▶ What this task involves
Repeat what the lines below say, word for word, and skip every image.

▶ Dataset items
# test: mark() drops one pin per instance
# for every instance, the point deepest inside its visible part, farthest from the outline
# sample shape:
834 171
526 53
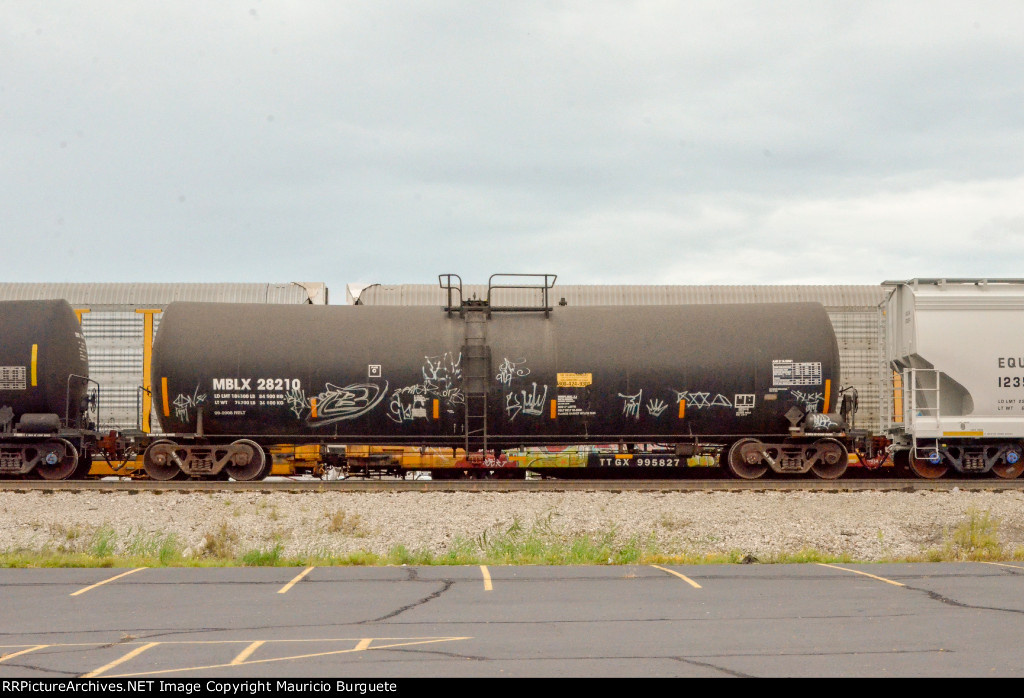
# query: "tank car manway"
312 486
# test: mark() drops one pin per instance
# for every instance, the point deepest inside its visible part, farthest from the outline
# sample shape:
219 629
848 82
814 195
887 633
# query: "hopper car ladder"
922 400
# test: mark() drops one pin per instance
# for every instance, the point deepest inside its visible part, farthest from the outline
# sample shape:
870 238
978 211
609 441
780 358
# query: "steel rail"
548 485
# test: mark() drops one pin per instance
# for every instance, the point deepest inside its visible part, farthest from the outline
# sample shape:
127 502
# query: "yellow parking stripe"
291 658
293 582
134 653
681 576
5 657
846 569
244 654
100 583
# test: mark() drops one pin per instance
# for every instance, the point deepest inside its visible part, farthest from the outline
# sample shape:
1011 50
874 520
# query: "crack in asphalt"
709 665
425 600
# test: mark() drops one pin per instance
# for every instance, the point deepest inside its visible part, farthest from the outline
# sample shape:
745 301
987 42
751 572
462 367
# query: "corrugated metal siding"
854 311
127 296
114 332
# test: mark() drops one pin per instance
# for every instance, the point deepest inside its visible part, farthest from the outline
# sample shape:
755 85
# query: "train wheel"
64 456
1012 466
924 468
745 460
159 463
249 461
833 460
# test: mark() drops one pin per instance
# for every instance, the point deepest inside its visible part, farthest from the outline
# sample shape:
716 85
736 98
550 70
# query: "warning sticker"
12 378
574 380
786 373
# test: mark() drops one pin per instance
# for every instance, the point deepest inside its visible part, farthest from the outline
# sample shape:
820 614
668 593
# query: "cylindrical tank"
41 351
573 375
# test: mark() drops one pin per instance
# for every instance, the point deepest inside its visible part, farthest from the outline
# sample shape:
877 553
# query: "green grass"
975 538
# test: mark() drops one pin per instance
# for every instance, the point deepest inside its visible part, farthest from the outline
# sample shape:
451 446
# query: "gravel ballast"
866 526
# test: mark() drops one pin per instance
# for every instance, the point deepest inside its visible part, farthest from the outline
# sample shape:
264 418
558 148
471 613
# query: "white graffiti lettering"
812 400
631 404
529 402
408 403
183 402
335 404
699 400
510 369
655 407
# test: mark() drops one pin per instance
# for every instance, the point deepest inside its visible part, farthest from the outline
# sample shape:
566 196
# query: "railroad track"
384 484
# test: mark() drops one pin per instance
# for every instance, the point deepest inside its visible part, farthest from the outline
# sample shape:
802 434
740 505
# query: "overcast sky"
608 142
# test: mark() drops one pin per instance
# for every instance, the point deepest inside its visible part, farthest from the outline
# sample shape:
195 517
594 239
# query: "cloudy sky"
608 142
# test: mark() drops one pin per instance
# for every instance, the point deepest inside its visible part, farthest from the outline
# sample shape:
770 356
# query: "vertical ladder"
476 369
923 402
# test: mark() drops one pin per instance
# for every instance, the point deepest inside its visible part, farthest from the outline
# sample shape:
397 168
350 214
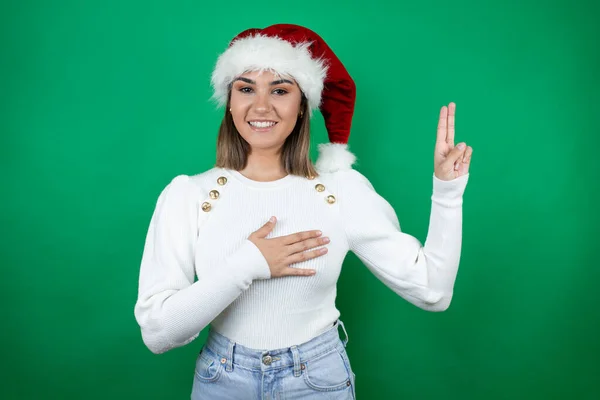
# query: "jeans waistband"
231 352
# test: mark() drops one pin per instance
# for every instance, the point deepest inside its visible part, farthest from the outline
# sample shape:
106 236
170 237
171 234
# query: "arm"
422 275
171 309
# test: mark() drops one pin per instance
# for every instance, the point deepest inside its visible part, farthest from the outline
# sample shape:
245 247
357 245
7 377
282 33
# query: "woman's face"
265 108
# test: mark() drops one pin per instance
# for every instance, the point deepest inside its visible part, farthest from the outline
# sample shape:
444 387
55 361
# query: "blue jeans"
317 369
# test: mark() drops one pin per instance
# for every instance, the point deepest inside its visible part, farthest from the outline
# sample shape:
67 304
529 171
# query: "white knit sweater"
234 292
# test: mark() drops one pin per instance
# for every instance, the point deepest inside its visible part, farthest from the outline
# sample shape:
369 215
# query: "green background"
103 102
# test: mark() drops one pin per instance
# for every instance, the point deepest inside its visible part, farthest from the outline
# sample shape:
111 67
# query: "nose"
262 102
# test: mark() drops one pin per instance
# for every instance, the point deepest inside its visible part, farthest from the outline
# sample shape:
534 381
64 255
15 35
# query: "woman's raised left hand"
449 161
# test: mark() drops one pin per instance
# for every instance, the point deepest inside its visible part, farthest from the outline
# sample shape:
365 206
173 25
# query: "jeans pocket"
327 372
208 366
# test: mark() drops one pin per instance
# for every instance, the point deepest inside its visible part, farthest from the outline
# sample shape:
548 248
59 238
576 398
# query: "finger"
300 236
467 155
289 271
442 125
305 255
457 153
451 114
307 244
264 230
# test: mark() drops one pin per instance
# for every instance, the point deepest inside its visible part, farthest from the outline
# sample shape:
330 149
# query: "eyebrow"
250 81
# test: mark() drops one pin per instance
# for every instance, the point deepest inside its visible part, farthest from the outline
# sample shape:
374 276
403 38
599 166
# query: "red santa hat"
298 52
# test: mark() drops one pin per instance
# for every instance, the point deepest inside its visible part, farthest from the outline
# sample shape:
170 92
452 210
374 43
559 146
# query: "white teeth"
261 124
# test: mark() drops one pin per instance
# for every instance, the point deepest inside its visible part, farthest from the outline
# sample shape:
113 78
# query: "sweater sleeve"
422 275
172 309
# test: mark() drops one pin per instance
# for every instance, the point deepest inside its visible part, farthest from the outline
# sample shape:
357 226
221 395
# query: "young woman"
265 231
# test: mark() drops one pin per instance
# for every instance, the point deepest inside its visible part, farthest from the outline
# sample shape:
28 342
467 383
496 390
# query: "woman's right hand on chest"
282 251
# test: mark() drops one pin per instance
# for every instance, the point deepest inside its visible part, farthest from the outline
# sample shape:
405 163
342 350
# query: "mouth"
262 126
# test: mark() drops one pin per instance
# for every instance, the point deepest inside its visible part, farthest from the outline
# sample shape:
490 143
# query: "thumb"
264 230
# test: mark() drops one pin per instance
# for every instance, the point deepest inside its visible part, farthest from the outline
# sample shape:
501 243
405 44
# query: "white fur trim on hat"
334 157
260 52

▶ Solution to this exercise
# test: mark() drops one pin per instance
# for every instance, the point deepest inside its visible part, farthest from the outline
# sample shape:
834 171
526 53
# query: "tank car manway"
312 486
# test: mark() drops one pin per instance
# for every instance, the point deepest inside its visible part, farthest from the outline
# sample shape:
219 629
848 82
814 195
887 633
# query: "hopper car ladder"
922 400
# test: mark() drops one pin per instance
# for every instance, the point deepest inside its visible part, farthest from the outline
# sample shape:
870 238
978 211
609 441
780 358
# query: "steel rail"
548 485
# test: mark() drops one pin per instance
# for every instance, the point deepest inside its visible part, farthest from the outline
# sample shape:
127 502
# query: "yellow parking stripe"
291 658
293 582
134 653
681 576
5 657
846 569
244 654
100 583
# test: mark() drops one pin per instance
# for every instance, the point deepest inside its visible part, farthest from the outline
# sample shape:
1011 50
874 520
# query: "crack in asphalt"
709 665
425 600
# test: mark() drops one pin per instance
# for every instance, the point deepest inside its visible part, farthest from the outline
# sample shape:
745 301
987 42
751 572
462 367
# query: "corrugated metal siding"
854 311
127 296
114 332
# test: mark() drops one pin per instance
# for every instance, the point deepest inside its visible part, farthest from the outline
# sample shape:
755 85
# query: "train wheel"
64 456
1012 466
924 468
745 460
159 463
249 461
833 460
# test: mark() drops one pin per instance
# for every instance, the point deepest inside its visible part, farthest from the outline
# sample shape:
716 85
736 98
550 70
# query: "warning sticker"
12 378
574 380
786 373
# test: mark() drops one pin per instance
# for every instance, the point deepest inside its visible part, farthest from the outline
# sample shape:
820 614
668 593
# query: "cylindrical tank"
41 351
573 375
# test: mark() drops one pin per instance
# for every instance, the point deepest inside its visible part, farthest from the outline
# sample shape:
877 553
# query: "green grass"
975 538
# test: mark() drops one pin per instance
# for every instance, the point deepest inside its visible part, farthest from the outline
# sample shape:
451 446
# query: "gravel ballast"
866 526
# test: mark() drops one pin per instance
# for every instance, the point deepest inside its visible part, farthest from the outline
# sample shape:
264 418
558 148
471 613
# query: "white graffiti lettering"
812 400
631 404
529 402
408 403
183 402
335 404
699 400
510 369
655 407
# test: mark() drops one pin per instance
# for every instance, the point deepest inside its visible part, farthest from the outline
# sample shape:
566 196
# query: "railroad track"
384 484
# test: mark() drops one pin per instance
# for every instance, the point deepest inside its visible part, farthest from the outline
# sample shape:
802 434
740 505
# query: "overcast sky"
608 142
# test: mark() drops one pin per instance
# for every instance, the point deepest inside its visible part, farthest from the outline
# sample shape:
195 517
594 239
# query: "cloudy sky"
608 142
# test: mark() drops one pin per instance
# for every instance, the point deepest inside its visible part, farthest from the outline
# sample shape:
770 356
# query: "vertical ladder"
476 369
923 402
# test: mark() drops one pin per instance
# for every instance, the point deepest inside its visible part, farthest from the outline
# sample shape:
397 168
350 214
# query: "jeans waistband"
231 352
# test: mark() drops one pin per instance
# for every instance, the point deepest inside its visible part, farthest from the outline
# sample shape:
106 236
170 237
171 234
# query: "arm"
422 275
171 309
# test: mark() drops one pin per instance
# for every instance, the point deepest inside its visible part, farthest from the outline
# sample shape:
245 247
357 245
7 377
282 33
# query: "woman's face"
265 108
# test: mark() drops one pin per instance
# for every instance, the point deepest inside its visible part, farthest from the outline
# sample shape:
444 387
55 361
# query: "blue jeans"
317 369
# test: mark() drops one pin per instance
# for every instance, the point deepest inside its visible part, farthest from the outline
# sample shape:
67 304
529 171
# query: "white knit sweater"
234 292
# test: mark() drops one pin per instance
# for every instance, the point deepest inside its visible part, farthest from the outline
# sample shape:
369 215
# query: "green background"
103 102
# test: mark() drops one pin per instance
# for every instance, the point deepest inside its visible part, farthest from the outline
# sample shape:
111 67
# query: "nose"
262 102
# test: mark() drops one pin per instance
# for every instance, the point deepest inside its visible part, farthest from the outline
# sample shape:
534 381
64 255
15 35
# query: "woman's raised left hand"
449 161
# test: mark() drops one pin per instance
# for every instance, the point deepest inside its visible part, farthest from the outline
# sample shape:
365 206
173 25
# query: "jeans pocket"
327 372
208 366
# test: mark() drops one pin per instance
# for every instance, the point deepest inside its visible part, farthest from the outline
# sample shape:
548 248
59 238
576 398
# query: "finger"
300 236
467 155
289 271
442 125
305 255
457 153
451 114
307 244
264 230
# test: mark() drops one pin per instance
# for every instance, the point deepest inside its visible part, farthest from the outline
# sample shape:
330 149
# query: "eyebrow"
250 81
# test: mark() drops one pin per instance
# for every instance, the point deepest inside its visible part, farthest from the outline
# sample shape:
374 276
403 38
599 166
# query: "red santa hat"
298 52
# test: mark() drops one pin per instance
# for every instance, the point deepest inside its visible part, farthest from the outline
# sample shape:
170 92
452 210
374 43
559 146
# query: "white teeth"
261 124
# test: mark() drops one pin per instance
# for every instance, the point deepest inside its visible part, farthest from the outline
# sample shape:
113 78
# query: "sweater sleeve"
422 275
172 309
# test: mark() drops one pin per instance
# for every instance, the point deepest inside its visible part, farthest from the outline
# sample shape:
357 226
221 395
# query: "young woman"
265 231
# test: mark() drops one pin per instance
# for every instance, the point deepest inside its visible part, farthest from the outline
# sample shape:
28 342
467 383
496 390
# query: "woman's right hand on chest"
282 251
# test: mark() drops one pin per instance
# for every instance, the point deepest inside its visible part, farthest from the outline
# sample shape:
405 163
342 350
# query: "mouth"
262 126
# test: mark() drops one pin per instance
# for every instance, the point deepest inside its visible part, farthest from the outline
# sample shape:
490 143
# query: "thumb"
264 230
# test: mark() drops one pin per instance
# for every instance, the point deepest inside its visible part, farthest from the outline
# sample shape:
501 243
405 44
# query: "white fur trim on hat"
334 157
260 52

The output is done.